## [Extract to read]
The instrument uses a closed-loop recirculating stream of particles in liquid suspension. Images of back-lit particles are strobed and captured
by a high-resolution CMOS monochrome camera. Image size is 5 megapixels, with a darkness digitization resolution of 256 gray levels. Telecentric
lenses are used for good depth of field. Lens powers available are 1X (for particles larger than 100 microns, nominally) and 5X (particles less
than 100 microns). Instrument control features include Fill, Drain, Rinse and Debubble.
Images are analyzed in real time as they come from the camera.
Software analyzes images using a variable gray level threshold, focus discrmination, pixel area limits, rejection based on shape settings, and
other parameters that can be optimized for the particular kind of particles present.
How do you analyze a sample using the Particle Insight?
Prepare a 30 mL or more sample of particles in liquid suspension. Particle density should be between 105 and 107 particles/mL for most acccurate results.
Start the Particle Insight application. Create a new sample file using New. Check and adjust settings:
Analysis Conditions control how images are analyzed.
Run Conditions determine run length and operations during and after the run, such as image saving or individual particle data saving.
Report and Display Options relate to the user interface and data reporting; they do not affect the results and can be modified later if needed.
Pour the sample into the sample well and activate the pump. Use Single, Continuous, and single image Analyze to check image quality and particle density.
Open any desired measure windows, so as to monitor those measures as the run proceeds.
Open System Performance Data to monitor run control parameters such as image and particle counts.
Click Clear and Start to begin the run. The run will end at the preset limits, and will be auto-saved if that option is on. A typical run of
20,000 particles will take 15 to 45 seconds depending on particle density.
Use Print to output run results to a printer or PDF file. Set report options in Report and Display Options.

## [Stored data]
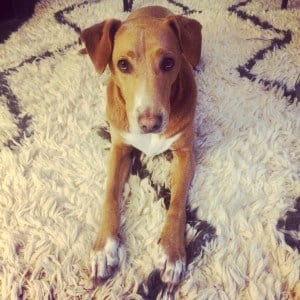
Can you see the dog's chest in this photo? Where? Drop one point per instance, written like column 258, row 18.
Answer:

## [Exercise 1]
Name the instrument control features listed in the Particle Insight text.
## [Exercise 2]
Please copy from the Particle Insight text, starting with "Pour the sample" and going on through "and particle density.".

## [Response 1]
Fill, Drain, Rinse, Debubble

## [Response 2]
Pour the sample into the sample well and activate the pump. Use Single, Continuous, and single image Analyze to check image quality and particle density.